- [DOCUMENT]
******************************
Seoul’s food truck revolution is taking quality cuisine to the streets
Toward the end of last year, the Korean government finally caught up with the rest of Asia and loosened up its licensing laws to allow vehicles to be transformed into food vendors. The catch, however, is that the legislation only designates that certain public areas can host such a practice – mainly amusement parks, vacation spots and other open outdoor spaces. This forces trucks to remain largely stationary, but what’s the point, then, you ask? This is precisely why current efforts are trying to revolutionize the scene by venturing out into other venues, such as pop-ups, catering, and/or storefronts, in order to expand the food truck influence and continually morph the rules to their favor. Let’s explore how a few entrepreneurs are writing food history as we speak.
2 Man Pizza 두남자피자
Hallelujah for the decision-making impaired! With only four items on its pizza-only menu (Gorgonzola, Margherita, classic and a daily special), 2 Man Pizza makes it easy to pick out your munchies of choice at Korea’s first-ever pizza truck. If you’re feeling slightly more adventurous, ask for their daily special, which can be anything from a seasonal splash to a fruity fiesta. Not feeling so bold? Then opt for the classic and keep it simple with their chewy, brick-oven baked and delectably crunchy crust. Oh, did I mention that the two young entrepreneurs make everything to order using homemade dough? With a KRW 5,900 to 9,900 price range, there’s nothing stopping you.
******************************
- [STORED DATA]
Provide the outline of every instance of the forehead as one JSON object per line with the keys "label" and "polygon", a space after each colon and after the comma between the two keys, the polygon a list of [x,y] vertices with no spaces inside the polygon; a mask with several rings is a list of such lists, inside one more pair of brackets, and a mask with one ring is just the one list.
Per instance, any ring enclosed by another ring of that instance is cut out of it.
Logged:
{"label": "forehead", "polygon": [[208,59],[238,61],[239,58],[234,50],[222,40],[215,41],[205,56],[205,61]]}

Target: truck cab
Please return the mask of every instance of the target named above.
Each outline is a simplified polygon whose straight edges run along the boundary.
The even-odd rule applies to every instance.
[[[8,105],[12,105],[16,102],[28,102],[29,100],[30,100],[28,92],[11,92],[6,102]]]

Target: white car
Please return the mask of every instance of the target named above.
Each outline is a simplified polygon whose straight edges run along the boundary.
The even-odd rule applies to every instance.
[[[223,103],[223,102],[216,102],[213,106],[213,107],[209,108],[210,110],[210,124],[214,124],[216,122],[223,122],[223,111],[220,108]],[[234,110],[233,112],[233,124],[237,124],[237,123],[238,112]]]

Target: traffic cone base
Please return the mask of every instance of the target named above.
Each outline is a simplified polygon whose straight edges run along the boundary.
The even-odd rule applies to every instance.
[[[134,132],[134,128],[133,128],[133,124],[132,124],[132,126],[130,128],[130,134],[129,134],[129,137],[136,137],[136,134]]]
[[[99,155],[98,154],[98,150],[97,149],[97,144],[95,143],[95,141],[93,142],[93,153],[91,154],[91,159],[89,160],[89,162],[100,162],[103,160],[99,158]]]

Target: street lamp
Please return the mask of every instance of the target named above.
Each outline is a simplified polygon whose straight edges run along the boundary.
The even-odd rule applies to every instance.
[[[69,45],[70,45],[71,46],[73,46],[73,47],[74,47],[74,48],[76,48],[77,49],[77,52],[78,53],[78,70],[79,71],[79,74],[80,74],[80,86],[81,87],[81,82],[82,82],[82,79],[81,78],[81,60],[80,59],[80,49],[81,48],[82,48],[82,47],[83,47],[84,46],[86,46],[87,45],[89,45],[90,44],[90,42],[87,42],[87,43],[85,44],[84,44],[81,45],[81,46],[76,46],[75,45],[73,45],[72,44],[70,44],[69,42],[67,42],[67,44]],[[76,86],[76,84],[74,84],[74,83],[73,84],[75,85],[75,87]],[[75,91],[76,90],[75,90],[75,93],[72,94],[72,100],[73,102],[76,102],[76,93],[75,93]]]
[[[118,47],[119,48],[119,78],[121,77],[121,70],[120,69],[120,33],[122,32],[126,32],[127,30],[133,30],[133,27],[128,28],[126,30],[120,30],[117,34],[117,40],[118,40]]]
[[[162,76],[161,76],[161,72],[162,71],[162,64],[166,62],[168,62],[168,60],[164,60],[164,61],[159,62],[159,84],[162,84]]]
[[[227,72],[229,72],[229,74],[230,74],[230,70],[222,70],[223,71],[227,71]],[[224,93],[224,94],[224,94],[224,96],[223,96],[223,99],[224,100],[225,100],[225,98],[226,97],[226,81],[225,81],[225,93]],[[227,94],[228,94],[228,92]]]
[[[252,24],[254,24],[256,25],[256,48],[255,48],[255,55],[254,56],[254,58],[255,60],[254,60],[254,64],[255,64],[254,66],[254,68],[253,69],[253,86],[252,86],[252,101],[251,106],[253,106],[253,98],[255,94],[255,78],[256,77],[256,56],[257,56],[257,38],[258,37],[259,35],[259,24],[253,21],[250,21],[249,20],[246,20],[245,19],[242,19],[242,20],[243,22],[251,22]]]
******************************
- [TO-DO LIST]
(a) According to the article on Seoul's food trucks, why do the trucks stay largely stationary? Answer in one to three sentences.
(b) Using the article on Seoul's food trucks, decide whether each statement agrees with it. Answer yes or no, and quote the deciding words. (i) 2 Man Pizza's menu has five items. (ii) The new licensing laws let food trucks operate in any public area. (iii) 2 Man Pizza uses homemade dough.

- [PROBLEM SOLUTIONS]
(a) The loosened licensing laws allow food trucks only in certain designated public areas, mainly amusement parks, vacation spots and other open outdoor spaces. Confined to those places, the trucks are forced to remain largely stationary.

(b)
(i) No: "With only four items on its pizza-only menu"
(ii) No: "the legislation only designates that certain public areas can host such a practice"
(iii) Yes: "make everything to order using homemade dough"